From the compatibility conditions of equations (3) it follows that, for \(F\ne 0\),

\[ \frac{\partial \xi}{\partial \omega}=\frac{\partial \xi}{\partial Q}=0; \tag{5} \]

\[ \left(\frac{P_{\omega\omega}}{2}-\frac{P_\omega}{\omega}\right) \left(2\frac{\partial \xi}{\partial x}-\frac{\partial \sigma}{\partial Q}\right)=0, \tag{6} \]

\[ \left(\frac{P_{\omega\omega}}{2P_\omega}-\frac{1}{\omega}\right) \left(\frac{Q}{\omega}\frac{\partial \sigma}{\partial Q}+\frac{\partial \sigma}{\partial \omega}\right) +\left(\frac{1}{\omega^2}+\frac{P_{\omega\omega\omega}}{2P_\omega} -\frac{P_{\omega\omega}^2}{2P_\omega^2}\right)\sigma=0, \tag{7} \]

and for \(F=0\) we have, respectively, (6) and (7).

Let us consider the case \(F\ne 0\). The compatibility conditions of equations (3), taking (5) into account, in particular give the equation

\[ 2\frac{\partial \xi}{\partial x} +\frac{\omega P_{\omega\omega}}{2P_\omega}\frac{\partial \sigma}{\partial Q}=0, \tag{8} \]

which, together with (6), shows that two principal cases should be distinguished according as \(P(\omega)=C\omega^k\) or not.

For an arbitrary function \(P(\omega)\), from (6) and (8) we have

\[ \frac{\partial \xi}{\partial x}=\frac{\partial \sigma}{\partial Q}=0. \tag{9} \]

Solving the system (3), (4) obtained after simplifications, we finally obtain the following general solution:

\[ \xi=at+b,\qquad \eta=ax+c,\qquad \sigma=0,\qquad \tau=0, \tag{10} \]

where \(a,b,c\) are arbitrary constants, with \(a\ne 0\) for \(F=\dfrac{\Phi(\omega)}{x}\) and \(i=\dfrac{a}{x}\), \(c\ne 0\) for \(F=\Phi(\omega)\) and \(i=\mathrm{const}\). Here \(\Phi(\omega)\) denotes an arbitrary function, and \(a\) an arbitrary constant. Thus, the principal group of system (1), for arbitrary \(P(\omega)\), \(i(x)\), and \(F(\omega,x)\), consists of one basis operator \(X=\dfrac{\partial}{\partial t}\). The widest group will be for

\[ F=\frac{\Phi(\omega)}{m+x} \quad \text{and} \quad i=\frac{a}{m+x}, \]

when we have the following additional operators:

\[ X_2=\frac{\partial}{\partial x},\qquad X_3=t\frac{\partial}{\partial t}+x\frac{\partial}{\partial x},\qquad X_4=t\frac{\partial}{\partial t}+(m+x)\frac{\partial}{\partial x}. \]

For \(P=C\omega^k\), equation (7), taking (9) into account, assumes the form

\[ \frac{\partial \sigma}{\partial \omega}-\frac{1}{\omega}\sigma=0, \]

whose solution is \(\sigma=f(x,t)\omega\). Returning again to (3),

(4), we find that the general solution will have, in contrast to (10), the following form:

\[ \xi=at+b,\quad \eta=\left(a+\frac{k-1}{2}\,d\right)x+c,\quad \sigma=d\omega,\quad \tau=\frac{k+1}{2}\,dQ. \]

The last equation (4) contains additional restrictions on the constants \(a\) and \(c\), as above in (10). An extension of the group occurs

\[ \text{for }\quad F=x^{-\frac{k+1}{k-1}}\Phi\left(x\omega^{-\frac{k-1}{2}}\right),\quad i=\alpha x, \quad \text{and for}\quad F=x^{-\frac{1}{k-1}}\Phi(x\omega^{-k+1}),\quad i=\mathrm{const}, \]

when we arrive, respectively, at the following additional operators:

\[ X_5=\frac{k-1}{2}x\frac{\partial}{\partial x} +\omega\frac{\partial}{\partial\omega} +\frac{k+1}{2}Q\frac{\partial}{\partial Q} \quad\text{and}\quad X_6=\frac{k-1}{2}t\frac{\partial}{\partial t} \]
\[ +(k-1)x\frac{\partial}{\partial x} +\omega\frac{\partial}{\partial\omega} +\frac{k+1}{2}Q\frac{\partial}{\partial Q}. \]

Now let us consider the case \(F\equiv 0\). If \(P(\omega)\) is an arbitrary function, then it is sufficient to consider the following cases:

1. \(i_x\ne0,\quad \xi=at+b,\quad \eta=ax,\quad \sigma=0,\quad \tau=0.\)

- YOUR TASKS -
1: Answer these from the text on symmetry groups of system (1):
(a) For arbitrary P(ω), i(x), and F(ω, x), what single basis operator makes up the principal group?
(b) When P = Cω^k, what is the solution for σ?
(c) In case 1 of F ≡ 0, what is η?
2: Retype every line of the entries below without any change.
The text and the entries were taken from separate sources.

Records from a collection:
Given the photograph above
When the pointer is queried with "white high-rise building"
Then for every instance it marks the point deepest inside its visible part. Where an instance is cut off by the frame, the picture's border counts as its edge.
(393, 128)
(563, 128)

- THE RESULTS -
1:
(a) X = ∂/∂t
(b) σ = f(x, t)ω
(c) η = ax

2:
Given the photograph above
When the pointer is queried with "white high-rise building"
Then for every instance it marks the point deepest inside its visible part. Where an instance is cut off by the frame, the picture's border counts as its edge.
(393, 128)
(563, 128)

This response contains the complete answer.